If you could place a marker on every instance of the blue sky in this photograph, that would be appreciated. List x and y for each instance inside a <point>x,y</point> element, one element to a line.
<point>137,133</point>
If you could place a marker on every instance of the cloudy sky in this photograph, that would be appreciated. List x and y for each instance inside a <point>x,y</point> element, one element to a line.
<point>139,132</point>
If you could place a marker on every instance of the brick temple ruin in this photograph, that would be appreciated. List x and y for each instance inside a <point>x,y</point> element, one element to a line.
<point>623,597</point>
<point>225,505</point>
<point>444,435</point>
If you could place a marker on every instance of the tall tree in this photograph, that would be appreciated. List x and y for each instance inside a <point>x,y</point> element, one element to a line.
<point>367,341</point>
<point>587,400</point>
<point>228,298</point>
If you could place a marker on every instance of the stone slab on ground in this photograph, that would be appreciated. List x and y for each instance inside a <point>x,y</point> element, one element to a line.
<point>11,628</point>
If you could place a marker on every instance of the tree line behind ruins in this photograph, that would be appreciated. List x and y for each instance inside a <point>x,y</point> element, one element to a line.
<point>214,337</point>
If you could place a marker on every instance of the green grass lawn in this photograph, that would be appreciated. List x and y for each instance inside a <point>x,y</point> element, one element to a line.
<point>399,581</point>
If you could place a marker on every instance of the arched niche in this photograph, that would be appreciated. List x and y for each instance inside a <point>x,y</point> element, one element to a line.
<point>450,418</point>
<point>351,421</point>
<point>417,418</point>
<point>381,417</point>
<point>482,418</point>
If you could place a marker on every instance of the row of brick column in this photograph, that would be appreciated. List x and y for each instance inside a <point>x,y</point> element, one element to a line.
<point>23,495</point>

+---+

> [Requirements]: Give every line of the items above as a JSON list of strings, one string per line, with blank lines left out.

> [Worked answer]:
[
  "If you could place a marker on every instance of the blue sky in this photograph, that would be appreciated. List x and y for each instance inside a <point>x,y</point> element, one element to a line.",
  "<point>137,133</point>",
  "If you could place a marker on every instance of the cloudy sky in this photograph, that would be appreciated. List x and y for each instance inside a <point>x,y</point> element, one element to a line.",
  "<point>139,132</point>",
  "If you could place a marker on every instance of the brick temple ruin in this photograph, that would be appreciated. List x and y for each instance inside a <point>x,y</point> element, one element to a line.",
  "<point>623,597</point>",
  "<point>225,505</point>",
  "<point>444,435</point>",
  "If you could place a marker on every instance of the tall tree in this photograph, that would be appreciated. List x and y for each instance inside a <point>x,y</point> element, one element to a line.",
  "<point>367,341</point>",
  "<point>587,400</point>",
  "<point>228,298</point>",
  "If you could place a marker on every instance of the stone slab on ground in this photograph, that would be appreciated. List x and y for each instance inside a <point>x,y</point> element, one element to a line.",
  "<point>11,628</point>",
  "If you could place a marker on every instance of the tree line behind ruins in this photograph, that would be appreciated. List x and y for each instance inside a <point>x,y</point> element, one element to a line.",
  "<point>214,337</point>",
  "If you could place a marker on every instance of the green grass lawn in this photograph, that would be appreciated. List x and y for each instance inside a <point>x,y</point> element, one element to a line.",
  "<point>399,581</point>",
  "If you could place a marker on every instance of the arched niche in this photograph, that would be appreciated. List x and y for each instance inside a <point>x,y</point> element, one element to a line.",
  "<point>450,418</point>",
  "<point>351,421</point>",
  "<point>417,418</point>",
  "<point>381,417</point>",
  "<point>482,418</point>",
  "If you could place a marker on every instance of the row of brick column in this photograph, that would be appreciated. List x and y for each instance inside a <point>x,y</point> element, one element to a line.",
  "<point>23,495</point>"
]